— Begin Extract provided —

Hi Dave,

We ran a good number of scale tests with the fix. We didn't hit this crash.

Thanks a lot for the fix.

Regards,
Rajith



On Wed, Jun 3, 2020 at 5:40 PM Dave Barach (dbarach) <[email protected]>
wrote:

> Please test https://gerrit.fd.io/r/c/vpp/+/27407 and report results.
>
> -----Original Message-----
> From: [email protected] <[email protected]> On Behalf Of Dave Barach
> via lists.fd.io
> Sent: Wednesday, June 3, 2020 7:08 AM
> To: Benoit Ganne (bganne) <[email protected]>; [email protected]
> Cc: vpp-dev <[email protected]>; Neale Ranns (nranns) <[email protected]>
> Subject: Re: [vpp-dev] SEGMENTATION FAULT in load_balance_get()
>
> +1, can't tell which poison pattern is involved without a scorecard.
>
> load_balance_alloc_i (...) is clearly not thread-safe due to calls to
> pool_get_aligned (...) and vlib_validate_combined_counter(...).
>
> Judicious use of pool_get_aligned_will_expand(...),
> _vec_resize_will_expand(...) and a manual barrier sync will fix this
> problem without resorting to draconian measures.

— End Extract provided —
— Begin Given data —

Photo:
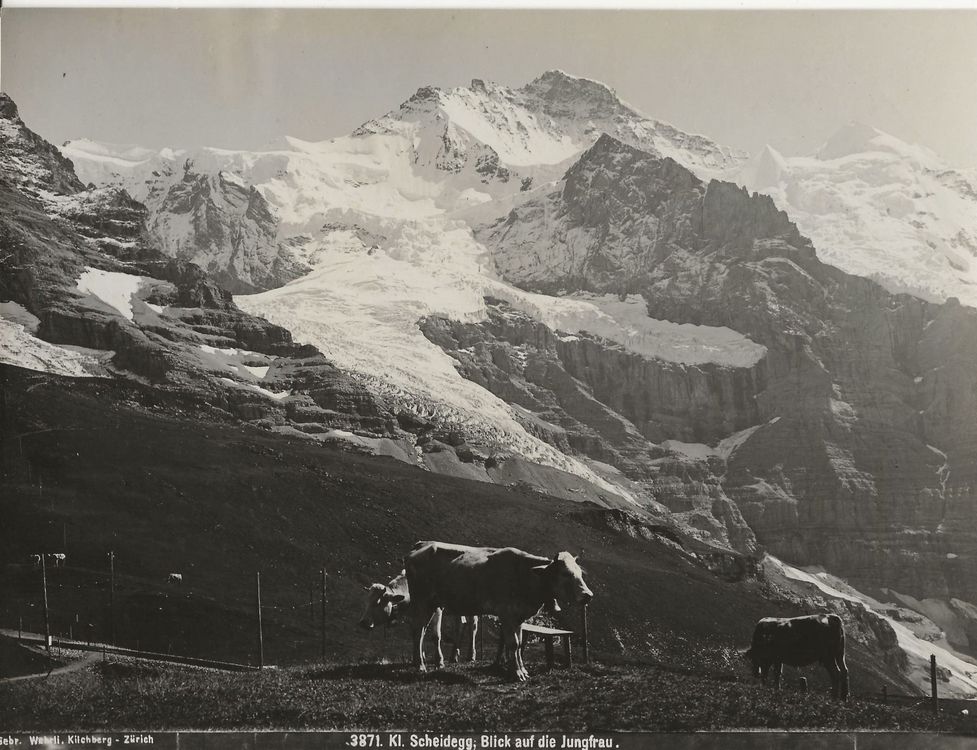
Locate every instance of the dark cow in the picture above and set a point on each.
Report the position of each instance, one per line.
(388, 603)
(800, 641)
(509, 583)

— End Given data —

_Set exercise_:
Answer these questions using the email thread about the segmentation fault.
(a) According to the reply at the top, did the scale tests run with the fix hit the crash?
(b) Which function does the quoted message say is clearly not thread-safe?
(c) What is the subject line of the quoted message sent on Wednesday, June 3, 2020 at 7:08 AM?

_Response to this exercise_:
(a) No, the tests did not hit the crash.
(b) load_balance_alloc_i (...)
(c) Re: [vpp-dev] SEGMENTATION FAULT in load_balance_get()